Uma “identidade que ultrapassa a fronteira do género” foi o que Sofia Aboim, socióloga do Instituto de Ciências Sociais (ICS), encontrou nas palavras de Pedro. “O armário dele não é só a homossexualidade, há ali toda uma criatura que não tem encaixe, que ultrapassa a questão da sexualidade, ele é tudo o que desencaixa.” E a investigadora encontra “uma abordagem política, inseparável de um elemento pessoal e transgressor, criador de novas possibilidades, em que a ideia de monstro não é apenas negativa mas uma figura revolucionária”. Ideias que não são exclusivas porque, como explica, “cada vez mais os jovens têm acesso a estas narrativas, que chegam das universidades ou de grupos ativistas e é percetível que está a crescer o movimento das pessoas não binárias”. A investigadora diz que a onda vem ganhando relevo, em Portugal e no Brasil, composta por “pessoas mais radicais, filiadas ao ideal anárquico”.
────────────────────────────────────────
■ Instruções das tarefas ■
1) Responda, com base no texto, às perguntas seguintes:
(a) A que instituição pertence Sofia Aboim?
(b) De onde chegam as narrativas a que os jovens têm cada vez mais acesso?
(c) Em que países, segundo a investigadora, a onda vem ganhando relevo?
2) Reescreva em forma de lista o parágrafo do texto que começa por "Uma “identidade que ultrapassa a fronteira do género”", mantendo os factos principais.
Os dados que se seguem não têm qualquer relação com o texto.

Dados extraídos de uma coleção:
────────────────────────────────────────
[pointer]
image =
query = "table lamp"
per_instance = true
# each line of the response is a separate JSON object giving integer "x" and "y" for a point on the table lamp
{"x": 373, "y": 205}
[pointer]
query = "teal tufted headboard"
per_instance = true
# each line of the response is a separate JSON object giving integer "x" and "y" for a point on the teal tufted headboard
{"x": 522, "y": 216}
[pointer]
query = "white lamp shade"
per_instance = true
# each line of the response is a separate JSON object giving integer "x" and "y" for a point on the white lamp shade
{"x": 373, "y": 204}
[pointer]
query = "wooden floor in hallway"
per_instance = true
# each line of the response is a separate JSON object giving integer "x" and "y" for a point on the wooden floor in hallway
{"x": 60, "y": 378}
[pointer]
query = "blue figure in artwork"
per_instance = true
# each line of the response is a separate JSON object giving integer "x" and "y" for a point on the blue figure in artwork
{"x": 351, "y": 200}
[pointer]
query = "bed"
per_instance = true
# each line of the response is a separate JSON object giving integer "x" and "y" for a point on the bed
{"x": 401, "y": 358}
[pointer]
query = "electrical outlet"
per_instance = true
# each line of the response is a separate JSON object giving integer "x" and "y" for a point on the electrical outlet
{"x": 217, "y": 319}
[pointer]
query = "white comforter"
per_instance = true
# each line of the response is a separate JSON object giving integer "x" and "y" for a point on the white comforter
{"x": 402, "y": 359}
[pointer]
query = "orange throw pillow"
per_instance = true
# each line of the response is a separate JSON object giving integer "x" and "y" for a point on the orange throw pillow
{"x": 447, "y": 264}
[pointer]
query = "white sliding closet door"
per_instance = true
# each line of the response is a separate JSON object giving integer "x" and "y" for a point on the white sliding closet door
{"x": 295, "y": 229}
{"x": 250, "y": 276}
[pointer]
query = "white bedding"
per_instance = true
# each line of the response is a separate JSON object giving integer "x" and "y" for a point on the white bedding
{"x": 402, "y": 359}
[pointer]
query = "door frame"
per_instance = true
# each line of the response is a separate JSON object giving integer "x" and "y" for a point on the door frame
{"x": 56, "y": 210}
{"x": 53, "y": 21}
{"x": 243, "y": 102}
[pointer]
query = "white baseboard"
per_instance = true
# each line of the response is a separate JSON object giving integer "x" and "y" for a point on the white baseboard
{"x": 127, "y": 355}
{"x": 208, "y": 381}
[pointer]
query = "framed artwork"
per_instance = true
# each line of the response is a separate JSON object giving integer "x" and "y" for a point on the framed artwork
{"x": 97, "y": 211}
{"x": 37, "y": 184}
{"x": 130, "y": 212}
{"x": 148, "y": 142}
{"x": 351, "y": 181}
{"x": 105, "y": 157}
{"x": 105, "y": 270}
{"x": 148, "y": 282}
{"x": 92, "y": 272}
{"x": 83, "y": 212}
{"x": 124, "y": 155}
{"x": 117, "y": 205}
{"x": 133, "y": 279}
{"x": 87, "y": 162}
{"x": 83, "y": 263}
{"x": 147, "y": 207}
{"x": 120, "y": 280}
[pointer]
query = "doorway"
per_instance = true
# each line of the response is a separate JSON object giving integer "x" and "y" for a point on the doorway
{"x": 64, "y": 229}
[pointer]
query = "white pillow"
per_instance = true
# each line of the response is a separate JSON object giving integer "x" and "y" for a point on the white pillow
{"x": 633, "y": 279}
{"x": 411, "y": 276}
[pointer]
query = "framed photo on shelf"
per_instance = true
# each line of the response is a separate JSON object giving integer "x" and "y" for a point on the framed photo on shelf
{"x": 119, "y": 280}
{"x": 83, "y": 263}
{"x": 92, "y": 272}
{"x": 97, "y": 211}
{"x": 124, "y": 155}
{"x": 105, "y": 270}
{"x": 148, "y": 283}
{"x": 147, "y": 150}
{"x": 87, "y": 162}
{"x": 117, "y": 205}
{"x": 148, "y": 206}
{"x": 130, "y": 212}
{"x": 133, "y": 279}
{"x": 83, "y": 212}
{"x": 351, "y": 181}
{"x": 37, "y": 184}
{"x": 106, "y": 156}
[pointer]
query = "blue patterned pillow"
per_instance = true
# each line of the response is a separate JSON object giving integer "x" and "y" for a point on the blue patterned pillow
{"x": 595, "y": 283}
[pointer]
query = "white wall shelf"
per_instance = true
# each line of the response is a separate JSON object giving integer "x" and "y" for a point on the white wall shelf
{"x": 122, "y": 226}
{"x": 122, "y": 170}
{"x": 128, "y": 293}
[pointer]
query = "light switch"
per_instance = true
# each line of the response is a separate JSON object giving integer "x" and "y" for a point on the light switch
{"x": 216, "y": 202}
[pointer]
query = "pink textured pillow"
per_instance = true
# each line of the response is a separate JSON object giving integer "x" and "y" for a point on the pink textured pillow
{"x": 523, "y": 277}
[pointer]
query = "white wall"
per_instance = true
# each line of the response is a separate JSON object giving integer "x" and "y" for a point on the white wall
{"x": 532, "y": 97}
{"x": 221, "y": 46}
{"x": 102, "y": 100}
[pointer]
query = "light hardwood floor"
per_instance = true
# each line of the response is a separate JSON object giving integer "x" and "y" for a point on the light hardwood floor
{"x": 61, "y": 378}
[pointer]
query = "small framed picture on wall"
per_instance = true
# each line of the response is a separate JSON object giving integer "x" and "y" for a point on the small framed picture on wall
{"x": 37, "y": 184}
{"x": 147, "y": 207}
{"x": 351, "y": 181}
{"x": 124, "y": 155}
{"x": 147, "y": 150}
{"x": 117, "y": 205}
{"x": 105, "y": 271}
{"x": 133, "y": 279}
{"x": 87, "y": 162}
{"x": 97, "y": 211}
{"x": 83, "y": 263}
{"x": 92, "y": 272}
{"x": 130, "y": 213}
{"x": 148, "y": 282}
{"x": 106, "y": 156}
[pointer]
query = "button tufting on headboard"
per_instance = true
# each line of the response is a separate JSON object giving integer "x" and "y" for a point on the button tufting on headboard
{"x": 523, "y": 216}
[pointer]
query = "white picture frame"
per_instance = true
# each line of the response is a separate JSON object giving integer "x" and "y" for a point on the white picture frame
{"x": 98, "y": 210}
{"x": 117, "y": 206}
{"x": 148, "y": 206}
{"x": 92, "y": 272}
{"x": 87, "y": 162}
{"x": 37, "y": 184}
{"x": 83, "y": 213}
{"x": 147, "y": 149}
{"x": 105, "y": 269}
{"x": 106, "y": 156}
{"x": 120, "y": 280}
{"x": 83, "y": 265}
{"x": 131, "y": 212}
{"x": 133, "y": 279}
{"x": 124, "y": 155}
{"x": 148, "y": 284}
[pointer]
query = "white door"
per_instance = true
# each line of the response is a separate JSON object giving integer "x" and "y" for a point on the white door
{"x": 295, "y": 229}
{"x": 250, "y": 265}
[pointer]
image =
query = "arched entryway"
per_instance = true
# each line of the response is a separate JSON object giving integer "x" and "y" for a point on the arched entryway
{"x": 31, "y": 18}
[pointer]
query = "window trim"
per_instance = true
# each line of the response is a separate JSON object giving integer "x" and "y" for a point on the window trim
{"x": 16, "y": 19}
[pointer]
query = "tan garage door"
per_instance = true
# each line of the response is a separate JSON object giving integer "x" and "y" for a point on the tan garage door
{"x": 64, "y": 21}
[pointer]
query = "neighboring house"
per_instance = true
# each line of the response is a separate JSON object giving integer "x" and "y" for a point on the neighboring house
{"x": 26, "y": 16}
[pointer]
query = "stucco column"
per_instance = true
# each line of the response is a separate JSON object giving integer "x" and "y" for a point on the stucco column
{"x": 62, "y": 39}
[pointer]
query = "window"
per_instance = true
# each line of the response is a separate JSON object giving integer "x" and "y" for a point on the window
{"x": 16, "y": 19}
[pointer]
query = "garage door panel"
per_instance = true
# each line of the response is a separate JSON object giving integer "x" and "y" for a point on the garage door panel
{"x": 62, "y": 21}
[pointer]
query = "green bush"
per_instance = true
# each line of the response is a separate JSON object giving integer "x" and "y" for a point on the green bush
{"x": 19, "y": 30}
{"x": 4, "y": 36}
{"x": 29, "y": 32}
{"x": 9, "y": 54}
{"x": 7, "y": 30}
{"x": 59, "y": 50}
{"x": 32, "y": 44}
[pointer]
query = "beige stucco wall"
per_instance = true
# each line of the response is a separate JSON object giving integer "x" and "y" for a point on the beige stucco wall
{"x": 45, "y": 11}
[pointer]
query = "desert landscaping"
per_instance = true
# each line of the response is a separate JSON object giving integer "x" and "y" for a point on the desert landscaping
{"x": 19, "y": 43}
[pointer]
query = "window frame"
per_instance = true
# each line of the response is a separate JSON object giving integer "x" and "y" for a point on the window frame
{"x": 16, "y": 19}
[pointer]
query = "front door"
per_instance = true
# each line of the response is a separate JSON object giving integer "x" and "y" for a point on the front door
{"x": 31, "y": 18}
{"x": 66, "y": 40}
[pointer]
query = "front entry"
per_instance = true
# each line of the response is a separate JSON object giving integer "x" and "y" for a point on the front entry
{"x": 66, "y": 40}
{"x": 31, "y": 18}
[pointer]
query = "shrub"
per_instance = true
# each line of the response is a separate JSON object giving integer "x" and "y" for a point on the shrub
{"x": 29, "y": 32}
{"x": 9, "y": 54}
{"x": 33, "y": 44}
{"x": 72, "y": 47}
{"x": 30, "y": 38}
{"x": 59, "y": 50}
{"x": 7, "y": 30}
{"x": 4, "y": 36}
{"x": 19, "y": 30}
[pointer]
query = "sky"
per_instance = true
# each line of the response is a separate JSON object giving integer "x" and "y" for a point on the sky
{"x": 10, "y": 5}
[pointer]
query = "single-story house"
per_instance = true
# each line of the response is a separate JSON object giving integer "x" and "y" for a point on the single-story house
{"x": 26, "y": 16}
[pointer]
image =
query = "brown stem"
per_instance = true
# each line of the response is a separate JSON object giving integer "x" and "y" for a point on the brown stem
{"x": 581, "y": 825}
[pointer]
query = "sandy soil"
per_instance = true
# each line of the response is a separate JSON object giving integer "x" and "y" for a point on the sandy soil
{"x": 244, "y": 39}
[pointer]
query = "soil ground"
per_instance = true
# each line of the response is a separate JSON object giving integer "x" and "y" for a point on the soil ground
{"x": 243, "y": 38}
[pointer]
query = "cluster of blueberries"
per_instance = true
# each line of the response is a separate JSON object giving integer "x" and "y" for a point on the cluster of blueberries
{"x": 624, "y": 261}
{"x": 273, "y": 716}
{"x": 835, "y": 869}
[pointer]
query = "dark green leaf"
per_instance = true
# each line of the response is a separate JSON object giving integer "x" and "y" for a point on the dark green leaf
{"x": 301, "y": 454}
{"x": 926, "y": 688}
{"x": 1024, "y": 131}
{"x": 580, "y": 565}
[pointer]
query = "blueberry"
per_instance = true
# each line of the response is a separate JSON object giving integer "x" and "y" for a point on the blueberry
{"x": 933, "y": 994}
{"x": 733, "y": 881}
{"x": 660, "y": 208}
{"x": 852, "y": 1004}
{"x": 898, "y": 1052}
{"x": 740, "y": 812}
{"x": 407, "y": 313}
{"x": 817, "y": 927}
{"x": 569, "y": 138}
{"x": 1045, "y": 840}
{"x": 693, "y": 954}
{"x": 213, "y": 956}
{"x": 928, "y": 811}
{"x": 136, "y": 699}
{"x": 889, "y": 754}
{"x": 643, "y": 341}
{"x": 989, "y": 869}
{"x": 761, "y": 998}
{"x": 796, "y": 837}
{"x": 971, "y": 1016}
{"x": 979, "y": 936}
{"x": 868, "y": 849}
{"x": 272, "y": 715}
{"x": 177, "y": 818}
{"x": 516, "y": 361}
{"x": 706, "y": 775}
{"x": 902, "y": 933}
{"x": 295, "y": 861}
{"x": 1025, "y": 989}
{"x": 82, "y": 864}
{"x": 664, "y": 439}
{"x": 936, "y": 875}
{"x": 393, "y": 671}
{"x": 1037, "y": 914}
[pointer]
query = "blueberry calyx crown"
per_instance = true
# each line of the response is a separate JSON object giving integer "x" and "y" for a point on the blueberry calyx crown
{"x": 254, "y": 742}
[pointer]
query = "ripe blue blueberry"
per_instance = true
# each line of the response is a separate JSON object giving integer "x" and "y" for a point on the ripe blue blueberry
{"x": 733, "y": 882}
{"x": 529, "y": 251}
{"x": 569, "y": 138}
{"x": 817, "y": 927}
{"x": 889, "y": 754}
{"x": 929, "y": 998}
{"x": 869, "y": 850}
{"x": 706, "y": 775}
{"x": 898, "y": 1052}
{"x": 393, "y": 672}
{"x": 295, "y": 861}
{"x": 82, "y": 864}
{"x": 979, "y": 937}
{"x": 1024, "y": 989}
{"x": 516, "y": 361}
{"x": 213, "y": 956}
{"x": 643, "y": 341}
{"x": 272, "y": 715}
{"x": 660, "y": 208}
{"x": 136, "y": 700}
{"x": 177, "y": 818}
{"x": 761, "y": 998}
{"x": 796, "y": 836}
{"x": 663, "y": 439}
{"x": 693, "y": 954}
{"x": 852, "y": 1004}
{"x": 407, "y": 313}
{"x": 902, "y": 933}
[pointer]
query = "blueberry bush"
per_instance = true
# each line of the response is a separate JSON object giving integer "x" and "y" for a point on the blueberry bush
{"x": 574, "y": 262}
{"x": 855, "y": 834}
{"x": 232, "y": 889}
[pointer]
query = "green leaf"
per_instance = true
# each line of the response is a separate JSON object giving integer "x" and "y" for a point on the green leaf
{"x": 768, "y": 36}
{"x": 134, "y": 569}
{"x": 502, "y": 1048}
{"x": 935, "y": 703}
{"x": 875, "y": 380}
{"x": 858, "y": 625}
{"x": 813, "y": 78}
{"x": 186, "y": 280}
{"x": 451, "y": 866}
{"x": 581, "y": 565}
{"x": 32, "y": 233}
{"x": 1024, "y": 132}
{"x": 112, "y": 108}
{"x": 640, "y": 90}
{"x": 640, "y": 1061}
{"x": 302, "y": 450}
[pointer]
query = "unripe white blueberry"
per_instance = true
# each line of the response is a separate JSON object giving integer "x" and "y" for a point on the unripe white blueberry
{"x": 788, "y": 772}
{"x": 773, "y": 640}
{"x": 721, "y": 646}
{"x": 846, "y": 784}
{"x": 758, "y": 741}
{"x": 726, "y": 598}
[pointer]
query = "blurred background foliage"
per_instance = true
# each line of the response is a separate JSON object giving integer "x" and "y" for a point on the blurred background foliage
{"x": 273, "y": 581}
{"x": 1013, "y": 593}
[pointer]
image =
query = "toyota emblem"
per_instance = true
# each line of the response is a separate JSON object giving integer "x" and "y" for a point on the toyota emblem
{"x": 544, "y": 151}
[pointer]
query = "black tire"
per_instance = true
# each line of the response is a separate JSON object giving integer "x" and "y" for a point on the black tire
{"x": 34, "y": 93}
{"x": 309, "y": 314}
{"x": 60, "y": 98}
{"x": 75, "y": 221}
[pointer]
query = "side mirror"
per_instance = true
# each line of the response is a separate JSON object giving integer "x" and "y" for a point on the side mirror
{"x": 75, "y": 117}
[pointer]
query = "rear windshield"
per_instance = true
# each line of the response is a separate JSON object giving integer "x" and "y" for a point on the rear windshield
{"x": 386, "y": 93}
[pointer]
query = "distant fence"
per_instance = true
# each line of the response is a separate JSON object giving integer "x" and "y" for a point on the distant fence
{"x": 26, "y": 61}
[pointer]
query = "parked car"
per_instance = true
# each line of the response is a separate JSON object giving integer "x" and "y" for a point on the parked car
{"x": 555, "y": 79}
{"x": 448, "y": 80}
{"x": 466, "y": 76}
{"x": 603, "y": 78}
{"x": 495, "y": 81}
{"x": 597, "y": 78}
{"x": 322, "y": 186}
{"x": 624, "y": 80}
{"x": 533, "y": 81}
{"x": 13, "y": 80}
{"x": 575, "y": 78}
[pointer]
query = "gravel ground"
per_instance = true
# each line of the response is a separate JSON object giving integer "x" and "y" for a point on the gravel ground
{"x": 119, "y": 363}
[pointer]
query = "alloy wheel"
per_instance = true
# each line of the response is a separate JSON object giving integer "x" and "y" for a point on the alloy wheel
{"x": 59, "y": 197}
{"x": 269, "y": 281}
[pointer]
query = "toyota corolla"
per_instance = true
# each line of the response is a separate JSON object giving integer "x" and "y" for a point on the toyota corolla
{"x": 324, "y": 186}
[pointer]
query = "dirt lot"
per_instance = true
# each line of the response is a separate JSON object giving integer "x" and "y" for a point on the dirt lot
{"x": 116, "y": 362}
────────────────────────────────────────
■ Respostas ■
1)
(a) Ao Instituto de Ciências Sociais (ICS).
(b) Das universidades ou de grupos ativistas.
(c) Em Portugal e no Brasil.

2)
- Sofia Aboim, socióloga do Instituto de Ciências Sociais (ICS), encontrou nas palavras de Pedro uma identidade que ultrapassa a fronteira do género.
- Para ela, o armário de Pedro não se limita à homossexualidade: ele é tudo o que não tem encaixe.
- A investigadora vê ali uma abordagem política, pessoal e transgressora, em que o monstro surge como figura revolucionária e não apenas negativa.
- Estas ideias não são exclusivas: os jovens têm cada vez mais acesso a estas narrativas, vindas das universidades ou de grupos ativistas, e o movimento das pessoas não binárias está a crescer.
- Em Portugal e no Brasil, esta onda vem ganhando relevo, composta por pessoas mais radicais, filiadas ao ideal anárquico.